#### SELECTED EXCERPT:
Shifting Identities According to Context
The multicultural style of identity is premised on a fluid, dynamic movement of the self, an ability to move in and out of contexts, and an ability to maintain some inner coherence through varieties of situations.
(Adler, 1977, p. 37)
Respondents, both in essays and interviews within this study, also spoke of their experiences of constructing new identities, but always within existing cultural definitions. While many spoke specifically of the influence of language proficiency on their adjustment and comfort in new cultures, there was also frequent mention of the concept of an almost chameleon-like capacity to blend in and become harmonious with different settings. Susanna describes this well:
I think of myself not as a unified cultural being but as a communion of different cultural beings. Due to the fact that I have spent time in different cultural environments I have developed several cultural identities that diverge and converge according to the need of the moment.
Shifts in identity seemed to happen intuitively and many seemed to take this capacity for granted. Another woman, for example, involved in a bicultural marriage entitled her essay: “The phone is ringing, who will I be?,” indicating the extent to which the person with whom she was about to communicate determined a temporary identity. Other women asked such questions to help them respond, as “in what setting,” “give me an example of a situation.” For the women in this study their concepts of identity were statements of relationship. In contrast to Adler’s men who saw themselves as somewhat empowered to choose which milieus would affect them, these women saw themselves as choosing who and how to be in whatever relationship and often considered others as holding or wielding power from which they might be excluded. This adjustment was sometimes described as painful. One Anglo-American student gave her essay the title “Where can I really be me?,” as she felt her marriage to a man from another culture asked to give up aspects of self which had had importance. Marhaba states fatalistically:
I don’t think people change who they are. You can try to change but I think I am still the same person … but I’m aware. I can never change who I am but I can change my awareness. I’m with this person now and I’m going to be careful how I handle this because I don’t know how I’m going to handle it but I am aware.
A question the interviewer asked of all the interviewees was whether or where there was a place where they felt they were completely themselves. One woman flipped the response in a way that was reflective of many others, responding that she would more accurately respond to a question phrased: “With whom or where do you like best, the person who you find yourself being?” For most respondents, in fact, responses affirmed a recognition that who they were was a reflection of the situation in which they found themselves. For many, for example, it was “at home,” for others it was a place where there were other interculturalists, for others it was a place or relationship which allowed them to express more fully all the parts of themselves. In some accounts there was a sense of satisfaction that they had “become a better person” in new contexts but, concomitantly, that that identity could exist only in the new context. An example of this was clear in the accounts of a Malaysian woman who had been increasingly abused by her husband and abandoned by her parents as she achieved success as a professor in Malaysia and yet was dismayed by the extent to which these same achievements were taken for granted in an American university setting.

#### STATED PROBLEM 1:
In the passage on shifting identities, what title did the woman in a bicultural marriage give her essay?
#### STATED PROBLEM 2:
Carry on the passage on shifting identities from where it stops.

#### SOURCE DATA:
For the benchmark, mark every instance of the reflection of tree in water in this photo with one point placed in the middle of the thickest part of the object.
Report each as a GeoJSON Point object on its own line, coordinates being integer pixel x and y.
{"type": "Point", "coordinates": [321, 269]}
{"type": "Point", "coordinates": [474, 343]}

#### WRITTEN REPLY 1:
"The phone is ringing, who will I be?"

#### WRITTEN REPLY 2:
For the multicultural women in this study, context, at least as much, if not more than any cognitive capacity for self reflection, affected their social identity, self-esteem, and experiences of marginality as well. Overall these responses reflect views of identity which are interactive with and responsive to context, in which the construction of identity is less conscious than it is intuitive, and wherein self-awareness comes after the fact as reflection, rather than as a “choice” in immediate response to a new context.
Having Deep Roots
Adler ends his article with a quote from Harold Taylor (1969) which states that “There is a new kind of man in the world, conscious of the age that is past and aware of the one now in being, aware of the radical differences between the two” (p. 39). Implicit in this statement is the “willingness to accept the lack of precedent” or as von Glasersfeld (1984) proposes, the existence of “cognitive organisms that are capable of constructing for themselves, on the basis of their own experience, a more or less reliable world” (p. 38). Similar to Adler and Bennett these authors propose the existence of a mental, imaginative capacity to transcend reality and construct new possibilities.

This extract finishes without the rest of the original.